_Your instructions_. Reproduce the tail of the data exactly. It starts at the line containing "213L57 314L260 705L482" and runs to the last line.

_Dataset excerpts_.

==*==

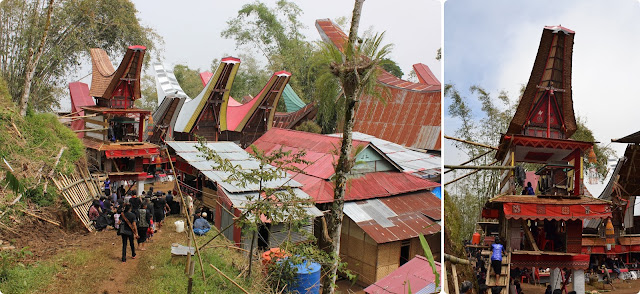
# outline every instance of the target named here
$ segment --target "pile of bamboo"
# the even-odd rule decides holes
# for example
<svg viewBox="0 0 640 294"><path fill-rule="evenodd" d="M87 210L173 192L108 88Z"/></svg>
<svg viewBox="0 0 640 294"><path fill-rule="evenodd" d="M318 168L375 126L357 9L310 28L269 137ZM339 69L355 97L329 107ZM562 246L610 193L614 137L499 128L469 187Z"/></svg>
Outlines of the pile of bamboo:
<svg viewBox="0 0 640 294"><path fill-rule="evenodd" d="M93 231L88 212L93 200L99 197L101 191L89 170L86 167L77 166L76 172L72 175L59 174L57 179L52 178L52 180L87 230Z"/></svg>

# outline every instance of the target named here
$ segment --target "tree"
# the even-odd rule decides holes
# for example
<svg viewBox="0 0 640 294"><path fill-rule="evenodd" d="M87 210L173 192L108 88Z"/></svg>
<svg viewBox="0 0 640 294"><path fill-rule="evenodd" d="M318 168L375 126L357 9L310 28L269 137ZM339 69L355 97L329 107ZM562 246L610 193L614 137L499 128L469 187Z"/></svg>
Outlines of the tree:
<svg viewBox="0 0 640 294"><path fill-rule="evenodd" d="M402 69L400 69L400 66L398 66L398 64L395 61L389 58L383 59L382 62L380 62L380 66L384 68L384 70L386 70L387 72L396 76L399 79L401 79L402 76L404 75L404 73L402 72Z"/></svg>
<svg viewBox="0 0 640 294"><path fill-rule="evenodd" d="M380 74L379 65L389 54L391 45L382 46L384 33L376 34L372 38L361 40L358 38L360 14L364 0L356 0L349 29L349 39L345 45L344 54L332 44L325 44L325 56L330 60L329 71L342 89L345 100L344 127L340 155L334 176L334 199L327 219L327 236L330 242L326 251L332 255L334 262L327 270L327 277L323 281L323 293L335 292L336 273L339 266L340 233L344 216L344 195L346 191L347 175L351 171L353 161L350 159L353 149L352 133L358 100L364 94L380 96L377 87L377 77Z"/></svg>
<svg viewBox="0 0 640 294"><path fill-rule="evenodd" d="M302 93L303 100L309 101L316 77L315 68L310 65L317 58L318 50L302 33L305 26L298 19L302 13L300 7L287 0L279 0L275 8L259 1L245 4L236 18L227 21L227 29L221 35L235 39L238 48L262 54L269 71L291 72L291 87Z"/></svg>
<svg viewBox="0 0 640 294"><path fill-rule="evenodd" d="M306 208L313 205L312 200L298 197L293 188L287 183L278 187L267 185L270 181L282 178L283 174L303 172L300 166L309 165L309 162L304 160L306 154L304 151L293 153L292 151L283 151L280 148L265 153L251 145L251 154L259 162L259 167L247 170L234 165L229 159L222 158L215 151L208 148L205 143L200 140L200 144L197 146L198 150L204 154L205 159L215 162L216 170L229 173L226 182L242 187L248 185L256 185L258 187L255 195L246 196L246 201L243 204L245 212L234 220L235 224L242 228L243 234L251 236L246 277L251 277L255 251L254 243L258 230L260 228L268 230L268 228L265 228L263 217L272 224L286 224L289 232L287 240L280 245L281 250L290 254L287 262L274 263L269 271L272 275L269 280L272 281L272 286L278 293L280 293L282 287L291 284L292 279L295 277L296 272L292 265L300 264L302 261L328 263L327 255L319 250L314 245L314 242L294 243L292 239L292 233L297 232L303 234L310 241L314 241L313 235L303 229L310 222Z"/></svg>
<svg viewBox="0 0 640 294"><path fill-rule="evenodd" d="M237 101L242 102L244 96L256 96L260 93L269 80L269 73L250 53L241 53L239 57L242 60L242 64L240 64L238 73L233 79L230 95ZM215 64L215 67L217 68L218 64Z"/></svg>
<svg viewBox="0 0 640 294"><path fill-rule="evenodd" d="M154 50L161 42L150 28L140 25L137 10L129 0L78 0L53 3L49 30L40 47L48 8L43 0L0 3L0 76L6 80L14 102L19 103L21 94L28 93L24 104L35 110L59 106L56 95L63 91L73 70L88 60L90 48L102 48L113 56L130 45ZM35 70L28 82L30 49L37 52L37 48L42 48L42 55L36 63L32 59ZM30 89L25 89L26 84Z"/></svg>
<svg viewBox="0 0 640 294"><path fill-rule="evenodd" d="M158 107L158 92L156 90L156 80L152 75L142 76L140 81L140 94L142 97L136 100L138 108L155 110Z"/></svg>
<svg viewBox="0 0 640 294"><path fill-rule="evenodd" d="M182 90L191 98L198 96L204 89L200 79L200 69L191 69L186 64L177 64L173 67L173 74Z"/></svg>

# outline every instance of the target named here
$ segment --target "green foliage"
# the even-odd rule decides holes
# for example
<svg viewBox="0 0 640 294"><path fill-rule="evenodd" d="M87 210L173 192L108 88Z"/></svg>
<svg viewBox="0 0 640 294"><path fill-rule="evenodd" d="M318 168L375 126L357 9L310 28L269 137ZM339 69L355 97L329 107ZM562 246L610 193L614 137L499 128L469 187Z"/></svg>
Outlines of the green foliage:
<svg viewBox="0 0 640 294"><path fill-rule="evenodd" d="M250 53L241 53L240 60L242 64L238 68L238 73L233 79L233 87L231 87L231 97L242 102L242 98L247 95L256 96L262 88L267 84L270 73L267 72L258 60ZM212 71L218 68L218 63L213 65ZM278 103L278 106L284 103Z"/></svg>
<svg viewBox="0 0 640 294"><path fill-rule="evenodd" d="M0 79L0 93L6 93L3 85ZM6 159L14 168L11 173L13 177L7 177L7 180L18 180L22 188L17 191L25 192L27 198L31 197L40 205L53 203L57 198L57 191L50 185L47 195L43 195L44 181L37 184L37 179L34 178L36 171L41 167L45 172L53 168L53 159L63 147L65 150L56 166L57 172L71 172L75 164L85 156L82 142L73 131L58 122L55 115L31 111L22 117L9 97L1 94L0 142L3 142L0 144L0 158ZM4 163L0 164L0 169L8 170ZM15 183L11 185L11 190L16 191L13 189L16 187Z"/></svg>
<svg viewBox="0 0 640 294"><path fill-rule="evenodd" d="M156 91L156 80L152 75L144 75L140 80L141 98L135 101L138 108L155 110L158 107L158 92Z"/></svg>
<svg viewBox="0 0 640 294"><path fill-rule="evenodd" d="M173 73L176 75L178 84L189 97L195 98L204 89L199 69L194 70L185 64L177 64L173 67Z"/></svg>
<svg viewBox="0 0 640 294"><path fill-rule="evenodd" d="M308 133L320 134L322 133L322 128L315 123L314 121L308 120L301 123L297 128L297 131L303 131Z"/></svg>
<svg viewBox="0 0 640 294"><path fill-rule="evenodd" d="M593 132L587 127L586 119L578 116L576 118L576 124L578 127L576 132L571 135L571 139L584 142L596 141L596 138L593 136ZM604 179L607 177L607 173L609 172L609 169L607 167L607 160L608 158L612 158L616 155L615 151L608 145L594 144L593 152L596 154L596 172L598 173L600 180L604 181ZM589 154L586 153L584 156L584 164L587 167L590 165L588 157Z"/></svg>
<svg viewBox="0 0 640 294"><path fill-rule="evenodd" d="M398 66L398 64L395 61L389 58L382 59L382 61L380 62L380 66L384 68L384 70L388 71L390 74L396 76L399 79L401 79L402 76L404 75L404 73L402 72L402 69L400 69L400 66Z"/></svg>
<svg viewBox="0 0 640 294"><path fill-rule="evenodd" d="M440 273L436 268L435 259L433 258L433 253L431 253L431 247L429 247L429 243L427 243L427 240L422 234L418 235L418 238L420 239L420 245L422 245L424 255L429 261L429 266L431 266L431 270L433 270L433 274L436 276L435 283L436 288L438 288L440 286Z"/></svg>
<svg viewBox="0 0 640 294"><path fill-rule="evenodd" d="M36 50L41 40L46 11L42 1L0 3L0 76L7 81L14 101L24 87L29 50ZM30 106L37 111L58 107L66 77L88 59L90 48L102 48L112 56L136 44L154 50L160 37L142 26L136 13L129 0L54 2L44 54L32 81Z"/></svg>
<svg viewBox="0 0 640 294"><path fill-rule="evenodd" d="M309 101L313 97L316 69L311 65L318 50L302 33L305 25L298 18L302 13L300 7L286 0L279 0L273 8L256 1L242 6L238 16L227 21L222 37L234 39L238 48L262 54L268 62L266 69L260 69L253 57L249 57L251 54L241 55L253 64L249 64L244 73L240 72L240 67L240 80L236 77L234 81L234 88L237 82L240 82L240 88L232 90L233 97L240 100L244 95L256 95L266 83L261 72L280 70L292 73L289 83L297 93L301 93L303 100Z"/></svg>

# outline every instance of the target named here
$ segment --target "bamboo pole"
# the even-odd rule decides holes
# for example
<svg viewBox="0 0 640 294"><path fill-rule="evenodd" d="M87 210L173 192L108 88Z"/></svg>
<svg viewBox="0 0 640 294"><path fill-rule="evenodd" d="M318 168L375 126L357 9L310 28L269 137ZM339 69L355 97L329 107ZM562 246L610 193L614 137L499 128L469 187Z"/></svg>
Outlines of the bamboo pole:
<svg viewBox="0 0 640 294"><path fill-rule="evenodd" d="M81 133L81 132L95 132L95 131L104 131L104 130L108 130L109 128L102 128L102 129L84 129L84 130L74 130L74 133Z"/></svg>
<svg viewBox="0 0 640 294"><path fill-rule="evenodd" d="M444 168L450 168L450 169L489 169L489 170L513 170L516 169L515 166L504 166L504 165L500 165L500 166L491 166L491 165L474 165L474 166L470 166L470 165L446 165L444 166Z"/></svg>
<svg viewBox="0 0 640 294"><path fill-rule="evenodd" d="M467 141L467 140L463 140L463 139L459 139L459 138L455 138L455 137L450 137L445 135L444 136L445 139L449 139L449 140L454 140L454 141L458 141L458 142L462 142L462 143L466 143L469 145L474 145L474 146L479 146L479 147L484 147L484 148L490 148L493 150L498 150L498 147L493 147L493 146L489 146L486 144L482 144L482 143L477 143L477 142L473 142L473 141Z"/></svg>
<svg viewBox="0 0 640 294"><path fill-rule="evenodd" d="M236 281L232 280L231 278L227 277L227 275L225 275L221 270L219 270L217 267L215 267L213 264L209 264L214 270L216 270L219 274L221 274L223 277L225 277L225 279L229 280L231 283L233 283L234 285L236 285L236 287L238 287L240 290L242 290L242 292L246 293L246 294L250 294L247 290L245 290L244 288L242 288L242 286L240 286L238 283L236 283Z"/></svg>
<svg viewBox="0 0 640 294"><path fill-rule="evenodd" d="M494 162L492 162L492 163L490 163L489 165L494 165L494 164L496 164L496 163L498 163L498 161L497 161L497 160L496 160L496 161L494 161ZM466 178L466 177L468 177L468 176L470 176L470 175L473 175L473 174L475 174L475 173L477 173L477 172L479 172L479 171L481 171L481 170L480 170L480 169L478 169L478 170L474 170L474 171L472 171L472 172L470 172L470 173L468 173L468 174L466 174L466 175L464 175L464 176L461 176L461 177L455 178L455 179L453 179L453 180L449 181L448 183L445 183L444 185L446 186L446 185L449 185L449 184L453 184L453 183L455 183L455 182L457 182L457 181L459 181L459 180L462 180L462 179L464 179L464 178Z"/></svg>
<svg viewBox="0 0 640 294"><path fill-rule="evenodd" d="M460 165L465 165L465 164L467 164L467 163L469 163L469 162L472 162L472 161L474 161L474 160L476 160L476 159L478 159L478 158L480 158L480 157L483 157L483 156L485 156L485 155L489 154L490 152L493 152L493 150L489 150L489 151L487 151L487 152L484 152L484 153L482 153L482 154L480 154L480 155L478 155L478 156L476 156L476 157L474 157L474 158L471 158L471 159L469 159L469 160L467 160L467 161L465 161L465 162L461 163ZM453 171L453 170L452 170L452 169L450 169L450 170L445 171L444 173L446 174L446 173L448 173L448 172L452 172L452 171Z"/></svg>
<svg viewBox="0 0 640 294"><path fill-rule="evenodd" d="M169 158L169 164L171 165L171 171L173 172L173 178L177 181L178 175L176 174L176 169L173 166L173 161L171 161L171 154L169 154L169 149L164 149L167 153L167 157ZM182 201L182 206L187 207L187 203L184 200L184 195L182 194L182 189L180 189L180 185L178 183L178 193L180 193L180 200ZM193 224L191 223L191 216L189 215L189 210L187 209L187 225L189 226L189 244L188 248L191 248L191 240L193 240L196 248L196 254L198 255L198 260L200 261L200 271L202 271L202 281L206 284L207 277L204 275L204 265L202 263L202 256L200 255L200 248L198 248L198 241L196 241L196 235L193 232ZM191 254L187 254L187 270L189 268L189 263L191 262ZM189 277L191 278L191 277Z"/></svg>
<svg viewBox="0 0 640 294"><path fill-rule="evenodd" d="M450 254L444 254L444 260L449 261L453 264L466 264L466 265L470 265L471 261L467 260L467 259L462 259L459 257L455 257L453 255Z"/></svg>
<svg viewBox="0 0 640 294"><path fill-rule="evenodd" d="M28 215L30 215L30 216L33 216L33 217L35 217L35 218L41 219L41 220L43 220L43 221L45 221L45 222L48 222L48 223L50 223L50 224L54 224L54 225L56 225L56 226L58 226L58 227L60 227L60 226L61 226L59 222L52 221L52 220L50 220L50 219L47 219L47 218L41 217L41 216L39 216L39 215L35 215L35 214L33 214L33 213L31 213L31 212L28 212L28 211L26 211L26 210L23 210L23 209L18 209L18 210L19 210L19 211L22 211L24 214L28 214Z"/></svg>

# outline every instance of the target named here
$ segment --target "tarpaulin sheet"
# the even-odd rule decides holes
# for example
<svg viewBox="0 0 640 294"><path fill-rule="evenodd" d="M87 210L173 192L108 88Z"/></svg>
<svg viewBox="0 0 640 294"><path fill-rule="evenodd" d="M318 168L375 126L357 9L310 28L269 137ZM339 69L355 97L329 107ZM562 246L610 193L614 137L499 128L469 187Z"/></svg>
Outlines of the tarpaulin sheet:
<svg viewBox="0 0 640 294"><path fill-rule="evenodd" d="M575 220L610 218L611 206L608 204L538 204L504 203L504 214L509 219L537 220Z"/></svg>

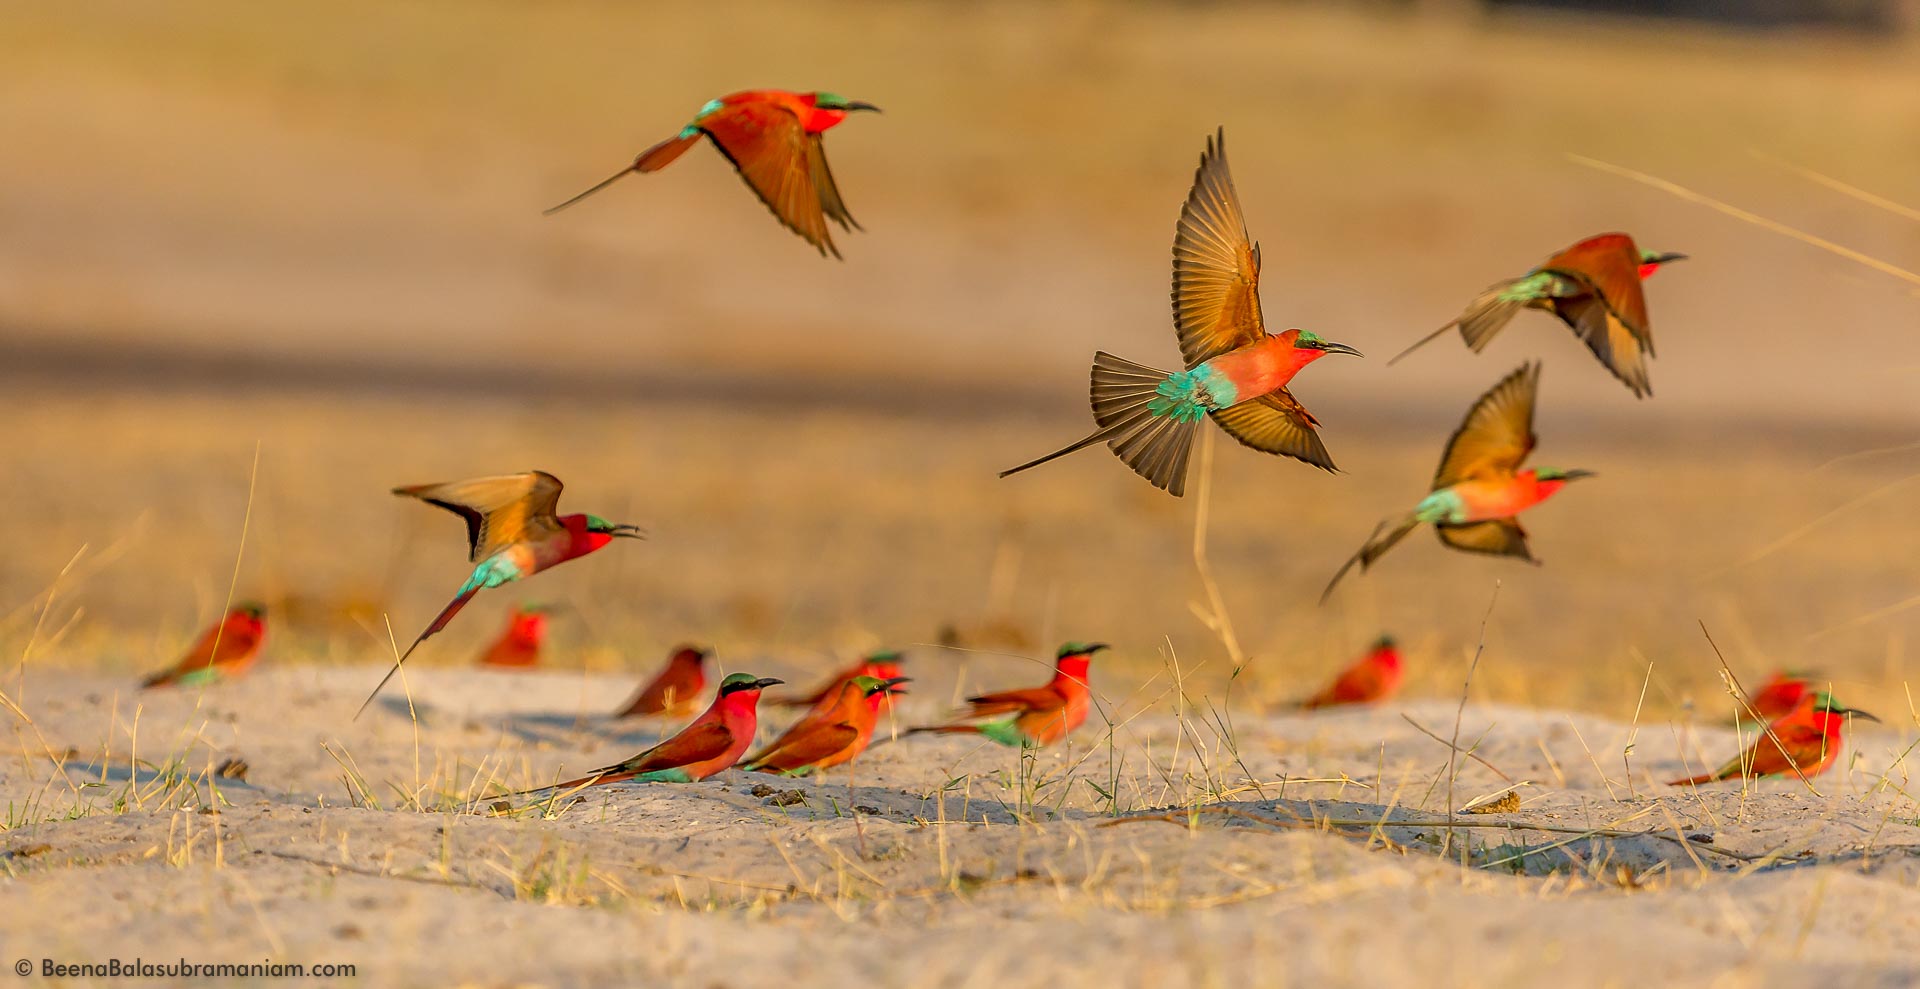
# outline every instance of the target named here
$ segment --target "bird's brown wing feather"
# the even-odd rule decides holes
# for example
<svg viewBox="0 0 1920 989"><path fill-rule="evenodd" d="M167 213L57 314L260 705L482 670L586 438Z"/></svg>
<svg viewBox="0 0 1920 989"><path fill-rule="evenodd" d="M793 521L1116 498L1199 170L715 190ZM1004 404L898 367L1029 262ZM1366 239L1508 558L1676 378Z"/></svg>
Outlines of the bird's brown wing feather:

==*==

_Response below_.
<svg viewBox="0 0 1920 989"><path fill-rule="evenodd" d="M167 213L57 314L260 705L482 670L586 438Z"/></svg>
<svg viewBox="0 0 1920 989"><path fill-rule="evenodd" d="M793 521L1116 498L1199 170L715 190ZM1004 404L898 367L1029 262ZM1366 239L1508 558L1676 378Z"/></svg>
Outlines of the bird's brown wing feather:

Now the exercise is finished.